[Image point grounding data]

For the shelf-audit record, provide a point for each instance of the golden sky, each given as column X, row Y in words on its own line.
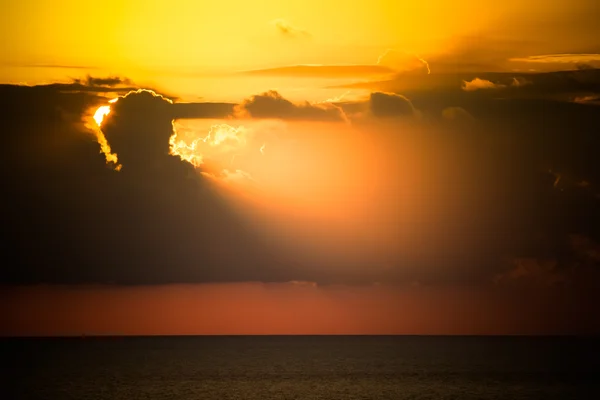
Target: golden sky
column 299, row 151
column 238, row 34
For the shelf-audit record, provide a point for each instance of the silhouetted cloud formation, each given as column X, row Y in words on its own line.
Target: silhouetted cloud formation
column 272, row 105
column 520, row 184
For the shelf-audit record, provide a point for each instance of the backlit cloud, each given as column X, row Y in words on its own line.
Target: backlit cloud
column 272, row 105
column 286, row 29
column 390, row 105
column 478, row 84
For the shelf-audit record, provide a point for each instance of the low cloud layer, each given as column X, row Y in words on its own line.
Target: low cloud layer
column 467, row 199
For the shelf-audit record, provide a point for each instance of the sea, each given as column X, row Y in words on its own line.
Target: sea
column 301, row 367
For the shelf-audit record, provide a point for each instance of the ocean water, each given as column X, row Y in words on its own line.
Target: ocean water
column 301, row 367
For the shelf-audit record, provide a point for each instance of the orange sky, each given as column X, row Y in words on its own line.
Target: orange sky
column 346, row 194
column 284, row 308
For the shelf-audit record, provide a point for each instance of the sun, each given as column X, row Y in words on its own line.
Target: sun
column 100, row 113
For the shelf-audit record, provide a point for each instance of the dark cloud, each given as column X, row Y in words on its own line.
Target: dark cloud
column 71, row 219
column 272, row 105
column 108, row 81
column 520, row 184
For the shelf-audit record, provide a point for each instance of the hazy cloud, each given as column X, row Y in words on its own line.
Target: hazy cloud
column 560, row 58
column 457, row 114
column 288, row 30
column 390, row 105
column 478, row 83
column 401, row 61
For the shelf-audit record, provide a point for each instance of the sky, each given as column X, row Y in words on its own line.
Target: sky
column 296, row 168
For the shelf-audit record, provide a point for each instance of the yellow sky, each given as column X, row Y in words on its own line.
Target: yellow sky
column 163, row 44
column 140, row 33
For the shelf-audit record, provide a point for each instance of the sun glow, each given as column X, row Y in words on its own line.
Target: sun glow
column 223, row 137
column 100, row 113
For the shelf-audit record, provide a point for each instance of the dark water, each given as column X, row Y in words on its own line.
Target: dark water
column 301, row 367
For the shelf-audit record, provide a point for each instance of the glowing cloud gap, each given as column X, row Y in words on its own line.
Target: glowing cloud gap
column 223, row 136
column 99, row 115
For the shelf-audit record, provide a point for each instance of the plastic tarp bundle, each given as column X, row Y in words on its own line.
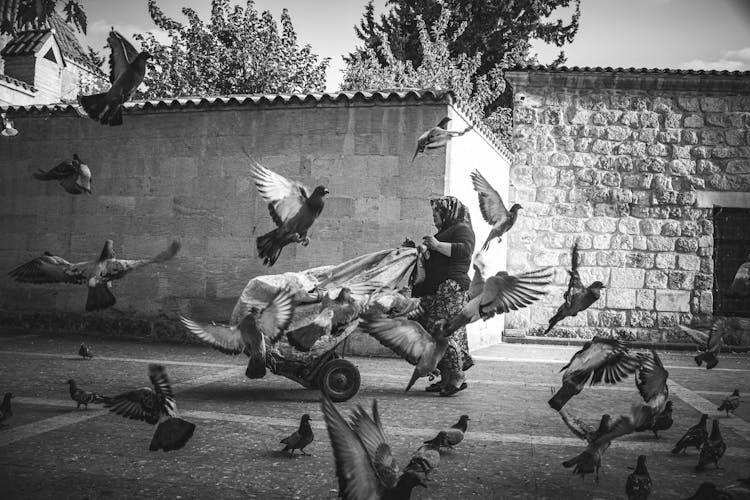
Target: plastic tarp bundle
column 383, row 269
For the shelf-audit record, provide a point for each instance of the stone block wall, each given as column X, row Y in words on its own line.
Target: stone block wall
column 630, row 165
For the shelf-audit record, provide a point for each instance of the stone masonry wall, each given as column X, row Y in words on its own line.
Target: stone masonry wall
column 630, row 166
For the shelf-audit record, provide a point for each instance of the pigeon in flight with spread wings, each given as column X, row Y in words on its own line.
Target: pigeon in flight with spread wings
column 365, row 466
column 293, row 208
column 256, row 326
column 127, row 68
column 97, row 274
column 437, row 137
column 157, row 405
column 578, row 297
column 73, row 175
column 493, row 209
column 710, row 344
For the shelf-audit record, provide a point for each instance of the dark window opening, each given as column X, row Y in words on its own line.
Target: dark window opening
column 731, row 248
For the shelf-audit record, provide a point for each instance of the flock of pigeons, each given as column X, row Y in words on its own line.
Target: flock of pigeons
column 365, row 466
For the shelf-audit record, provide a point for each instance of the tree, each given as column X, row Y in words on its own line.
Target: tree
column 238, row 51
column 19, row 15
column 437, row 69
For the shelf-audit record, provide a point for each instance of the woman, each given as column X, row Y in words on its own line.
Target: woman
column 443, row 291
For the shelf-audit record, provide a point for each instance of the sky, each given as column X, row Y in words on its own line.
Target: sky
column 676, row 34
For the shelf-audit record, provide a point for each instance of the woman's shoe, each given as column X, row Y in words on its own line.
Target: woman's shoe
column 451, row 390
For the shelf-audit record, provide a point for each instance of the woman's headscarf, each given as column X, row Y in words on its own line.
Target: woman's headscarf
column 450, row 210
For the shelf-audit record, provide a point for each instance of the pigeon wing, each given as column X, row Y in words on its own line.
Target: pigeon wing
column 357, row 479
column 405, row 337
column 222, row 338
column 490, row 203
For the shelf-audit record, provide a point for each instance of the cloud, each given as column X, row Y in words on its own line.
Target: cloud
column 731, row 60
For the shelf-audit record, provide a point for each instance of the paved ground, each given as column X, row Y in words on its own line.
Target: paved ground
column 513, row 448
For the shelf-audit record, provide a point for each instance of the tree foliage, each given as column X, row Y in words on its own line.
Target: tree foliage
column 19, row 15
column 240, row 50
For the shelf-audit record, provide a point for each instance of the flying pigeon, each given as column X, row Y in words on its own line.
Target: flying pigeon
column 577, row 298
column 127, row 67
column 713, row 449
column 453, row 435
column 695, row 436
column 437, row 137
column 600, row 359
column 731, row 403
column 257, row 326
column 97, row 274
column 85, row 351
column 84, row 397
column 73, row 175
column 293, row 208
column 157, row 405
column 638, row 486
column 365, row 465
column 411, row 341
column 493, row 209
column 710, row 344
column 302, row 437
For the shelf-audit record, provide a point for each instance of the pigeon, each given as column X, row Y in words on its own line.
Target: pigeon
column 710, row 344
column 427, row 457
column 97, row 274
column 85, row 351
column 293, row 208
column 731, row 403
column 5, row 410
column 365, row 466
column 453, row 435
column 638, row 485
column 157, row 405
column 577, row 298
column 600, row 359
column 695, row 436
column 302, row 437
column 127, row 67
column 437, row 137
column 740, row 286
column 73, row 175
column 411, row 341
column 84, row 397
column 493, row 209
column 713, row 449
column 257, row 326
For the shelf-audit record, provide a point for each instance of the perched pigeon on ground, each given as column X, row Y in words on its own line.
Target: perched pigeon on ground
column 453, row 435
column 85, row 352
column 365, row 465
column 127, row 67
column 157, row 405
column 97, row 274
column 493, row 209
column 300, row 438
column 411, row 341
column 713, row 449
column 577, row 298
column 731, row 403
column 5, row 410
column 257, row 326
column 73, row 175
column 710, row 344
column 437, row 137
column 695, row 436
column 293, row 208
column 84, row 397
column 600, row 359
column 638, row 485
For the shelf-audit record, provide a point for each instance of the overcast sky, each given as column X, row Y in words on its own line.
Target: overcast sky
column 680, row 34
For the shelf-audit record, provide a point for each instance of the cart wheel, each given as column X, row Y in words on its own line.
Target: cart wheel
column 339, row 380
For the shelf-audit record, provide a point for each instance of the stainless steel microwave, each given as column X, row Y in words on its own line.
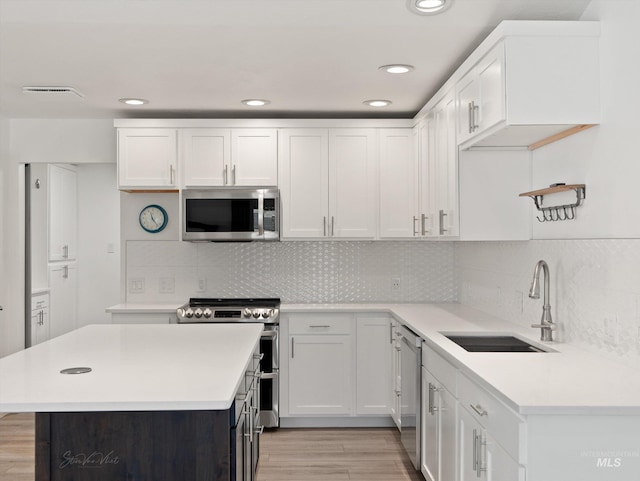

> Your goal
The answer must be an exact reproduction of the records, with every picture left out.

> Answer to this exercise
For the shelf-audit record, provide a point for each instance of the golden sky, each given as column X, row Y in words on its own line.
Target: golden sky
column 299, row 151
column 238, row 34
For the shelf-audit record, provide a point for each instance of the silhouetted cloud formation, each given as column X, row Y in words on its own line.
Target: silhouetted cloud formation
column 272, row 105
column 520, row 184
For the shelf-audit record, provide a point for each instance of the backlit cloud, each given as column X, row Y in words on its own line.
Target: backlit cloud
column 272, row 105
column 286, row 29
column 390, row 105
column 478, row 84
For the shelf-audit record, provide a point for each instance of the low cloud layer, each given as column X, row Y in words on its own line.
Target: low cloud layer
column 467, row 199
For the shelf-audit record, provide a point for each instance of the sea, each given as column X, row Y in words on its own line.
Target: sea
column 301, row 367
For the shelf-audit record, provide a point for each instance of the ocean water, each given as column X, row Y in words on its own line.
Target: ocean water
column 301, row 367
For the shelf-audit record, provide a point for each instance of the orange sky, each given as column X, row Y in words on its own line.
Target: orange sky
column 346, row 194
column 284, row 308
For the shelf-audit record, provide a point for each instance of the sun, each given as column X, row Y in words on its own line.
Target: sun
column 100, row 113
For the shelf-audit record, provide a point for each instance of the dark cloud, each given as column X, row Y in words on its own line.
Target: dark cloud
column 71, row 219
column 272, row 105
column 108, row 81
column 520, row 184
For the shelf-audit record, provide a point for each instance of the hazy cloud, each given as column X, row Y in words on its own line.
Target: hazy cloud
column 560, row 58
column 457, row 114
column 288, row 30
column 390, row 105
column 478, row 83
column 401, row 61
For the shelf-audit record, provide a point for each instance of the sky, each given as column X, row Y in words on its own line.
Target: sky
column 296, row 168
For the shelf-audit record, provide a point for each instance of the yellow sky, each given as column X, row Y in words on its own line.
Target: yellow sky
column 163, row 44
column 140, row 33
For the shelf-audit record, provide a point for each instance of the sun glow, each given as column X, row Y in words on its own line.
Target: sun glow
column 223, row 137
column 100, row 113
For the shelf-audit record, provide a point for each instance of the dark water, each given as column X, row Y in words on its own line.
Target: dark water
column 301, row 367
For the shelf-audit record, provide a point for each instance of the glowing cloud gap, each given as column X, row Y in words on its own line.
Target: glowing cloud gap
column 223, row 136
column 99, row 115
For the shelf-audit record, provide a point for each instance of the plastic tarp bundle, each given as column X, row Y in words on its own line.
Target: plastic tarp bundle
column 383, row 269
For the shelf-audit record, provide a point for each instance of the stone block wall, each given as column X, row Y in words on its own line.
Target: stone block wall
column 630, row 165
For the shelf-audit record, provide a point for each instance of the stone masonry wall, each given as column X, row Y in words on its own line.
Target: stone masonry wall
column 630, row 166
For the shelf-audit record, provide a point for each instance of the pigeon in flight with spread wings, each given as column X, row Y in words on its own line.
Target: pigeon in flight with spread wings
column 365, row 466
column 293, row 208
column 256, row 326
column 127, row 68
column 97, row 274
column 437, row 137
column 157, row 405
column 578, row 297
column 73, row 175
column 493, row 209
column 710, row 344
For the shelf-audit record, provide a point for each instance of the dark window opening, each given as column X, row Y in words on its own line.
Target: dark window opening
column 731, row 248
For the shelf-audit record, provide a point for each instance of the flock of pigeons, each given as column X, row Y in words on its own line.
Target: flock of pigeons
column 365, row 466
For the shelf-audit record, provide a point for each instance of the tree, each given as column X, row Y in words on its own line.
Target: tree
column 238, row 51
column 19, row 15
column 437, row 69
For the shelf-audit record, provide a point for each instance of the woman, each given as column X, row Y in words on its own line.
Target: woman
column 443, row 291
For the shelf-audit record, provide a point for each instance of the sky, each given as column X, row Y in words on its own line.
Target: sky
column 676, row 34
For the shelf-audit record, provide a point for each instance of the woman's shoe, each given as column X, row Y in words on its own line.
Target: woman's shoe
column 451, row 390
For the shelf-audit record, provide a point for each instance of the woman's headscarf, each given as column X, row Y in words on its own line.
Target: woman's headscarf
column 450, row 210
For the shelf-audit record, provide a point for each instance of the pigeon wing, each given as column X, row Y in words on its own line.
Target: pigeon wing
column 357, row 479
column 405, row 337
column 222, row 338
column 490, row 203
For the shelf-audit record, provide a point for each instance of the cloud, each given as column X, row Y in words on its own line.
Target: cloud
column 731, row 60
For the shelf-audit record, provide a point for each instance of the paved ground, each given as column X, row Y in words on its own line.
Target: paved ground
column 513, row 448
For the shelf-audit record, provide a point for each instance of the tree foliage, each given as column X, row Y in words on its own line.
Target: tree foliage
column 19, row 15
column 240, row 50
For the shelf-audit record, provide a point for each instance of the flying pigeon, each given as column X, row Y in words on its own line.
Target: flying pigeon
column 577, row 298
column 127, row 67
column 713, row 449
column 453, row 435
column 695, row 436
column 437, row 137
column 600, row 359
column 731, row 403
column 257, row 326
column 97, row 274
column 85, row 351
column 84, row 397
column 73, row 175
column 293, row 208
column 157, row 405
column 638, row 486
column 365, row 465
column 411, row 341
column 493, row 209
column 710, row 344
column 302, row 437
For the shelf-audit record, provide a point for each instance of the pigeon, each given as column X, row Y in words on its own line.
Target: pigeon
column 710, row 344
column 427, row 457
column 97, row 274
column 85, row 351
column 293, row 208
column 731, row 403
column 5, row 410
column 365, row 466
column 453, row 435
column 638, row 485
column 157, row 405
column 577, row 298
column 600, row 359
column 695, row 436
column 302, row 437
column 127, row 67
column 437, row 137
column 740, row 286
column 73, row 175
column 411, row 341
column 84, row 397
column 493, row 209
column 713, row 449
column 257, row 326
For the shelf-audit record, provide a point for each instance of the perched pigeon on ground, each given as column X, row Y in words on its own line.
Target: perched pigeon on ground
column 453, row 435
column 85, row 352
column 365, row 465
column 127, row 67
column 157, row 405
column 97, row 274
column 493, row 209
column 300, row 438
column 411, row 341
column 713, row 449
column 577, row 298
column 731, row 403
column 5, row 410
column 257, row 326
column 73, row 175
column 710, row 344
column 437, row 137
column 695, row 436
column 293, row 208
column 84, row 397
column 600, row 359
column 638, row 485
For the shelf-audit record, provide a point for each instance of the overcast sky, each given as column X, row Y in words on its own line.
Target: overcast sky
column 680, row 34
For the shelf-audit record, provide a point for each instance of the cart wheel, each given as column X, row Y in words on its own line.
Target: cart wheel
column 339, row 380
For the shelf-audit record, provide a point for each instance of the stainless steel microwave, each given as column X, row Y in words on its own line.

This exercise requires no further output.